* ТЕКСТ ДЛЯ ЧТЕНИЯ *
----

Было бы неверно утверждать, что фанатизм есть род коллективного безумия, а все фанатики психопаты. На это справедливо указывают психологи: А. Асломов и др. Скорее, фанатизм является вполне закономерным «побочным» продуктом развития религиозного сознания в переломные эпохи. Не случайно же для Вольтера фанатизм есть «извращенное дитя религии»[142].

Фанатизм выходит на авансцену истории в эпохи, во-первых, упадка живой веры и кризиса религиозного миросозерцания, во-вторых, в моменты смены духовных ориентиров, когда большинство верующих крайне слабо представляют то, во что они верит, и, наконец, в те периоды, когда в жизни общества вообще начинает преобладать новое. Именно поэтому религиозный фанатизм, инквизиционные процессы, те костры, в огне которых погибли Ян Гус, Джироламо Савонарола, Джордано Бруно и многие другие, стали, если так можно выразиться, тенью Возрождения.

Бурное развитие национальных языков и литературы, а затем и изобразительного искусства (Леонардо да Винчи, Рафаэль, Микеланджело), невероятно быстрое распространение книгопечатания по всей Европе и последовавший за этим книжный бум XVI века, великие географические открытия и революция в области классической науки (Коперник, Кепплер) менее чем за сто лет изменили мир до неузнаваемости. Все это спровоцировало тот гигантский кризис в области религиозного миросозерцания, который вылился в Реформацию и контрреформацию. Появляются переводы Библии на все европейские языки, рождаются новые, порою совершенно немыслимые прежде, богословские и философские идеи. Все это не могло не вызвать реакции не только у среднего верующего, который в новых условиях оказывается полностью дезориентированным и начинает яростно защищать свою истину, правду былых времен, унаследованную от предков и уже поэтому священную, но порою и у яркого мыслителя. Именно в эпоху Возрождения по всей Европе запылали костры.

ХХ век во многом похож на эпоху Возрождения. Телефон, радио и телевидение, научно-техническая революция в целом, ядерная физика и атомная бомба, авиация, космические полеты, наконец, Интернет и исследования в области клонирования - все это до неузнаваемости изменило жизнь вокруг нас подобно тому, как это было в XVI веке. Человек, исповедующий традиционные ценности, не успевая осмыслить все, что происходит вокруг него, с легкостью попадает в ловушку фанатизма. Это почти всегда происходит в том случае, если (используем евангельский образ) суббота, т.е. следование религиозным нормам и букве закона, той или иной идеологии или догме и т.п. оказывается для него ценнее другого человека. В сущности, именно об этой ловушке Иисус многократно говорит на страницах Нового Завета, обличая книжников и фарисеев.

----

* СТРОКИ ДАННЫХ *
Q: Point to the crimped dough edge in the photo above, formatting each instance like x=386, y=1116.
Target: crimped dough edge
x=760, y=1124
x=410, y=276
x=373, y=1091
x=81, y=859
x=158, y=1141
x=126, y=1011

----

* ЗАДАНИЕ 1 *
Во что, согласно тексту о фанатизме, вылился кризис религиозного миросозерцания в эпоху Возрождения?
* ЗАДАНИЕ 2 *
Продолжите текст о фанатизме после его последнего предложения.

* ОТВЕТ 1 *
В Реформацию и контрреформацию.

* ОТВЕТ 2 *
И тут включается, как говорит Асмолов, «фабрика фанатиков»[143]: разум идеологов, для которых все формы фанатизма «выступают, прежде всего, как рациональные средства борьбы за власть», начинает «технично эксплуатировать предрассудки». Именно такова природа, так называемого исламского, вернее, квази-исламского фанатизма, ужас встречи с которым все человечество пережило 11 сентября 2001 г. Исламский ученый из Казахстана Али Апшерони пишет, что фанатизм - это «нелепая ярость людей, которых ослепила злоба»[144], он подчеркивает, что фанатик «обычно не ведает, что творит, вменяя в заслугу себе то, что делает гадости и поступает неправосудно... его поразительная твердолобость, помноженная на неверно понятое им учение Ислама... очень скоро приводят фанатика к тому, что он просто теряется в темном лабиринте дикого невежества»[145].

Необходимо понимать, что фанатизм сегодня дает о себе знать не только в исламском мире. Разумеется, в условиях современного общества у адептов фанатизма, как правило, хотя и не всегда (вспомним Мартина Лютера Кинга и отца Александра Меня!), нет возможности убивать или сжигать на кострах во имя своего представления об истине, однако, и к этой ситуации они легко приспосабливаются, переходя в сферу СМИ, в газеты, радио, в особенности, в Интернет, где в форумах и чатах зачастую формируется настоящая зона ненависти. Фанатик, вернее, зараженный бациллой фанатизма неофит, начинает выявлять и разоблачать «врагов» и, прежде всего, еретиков: католиков, протестантов и т.д., борется с культурой, создает не только вокруг себя, но и в целом в обществе накаленную обстановку страха, нетерпимости и ересефобий.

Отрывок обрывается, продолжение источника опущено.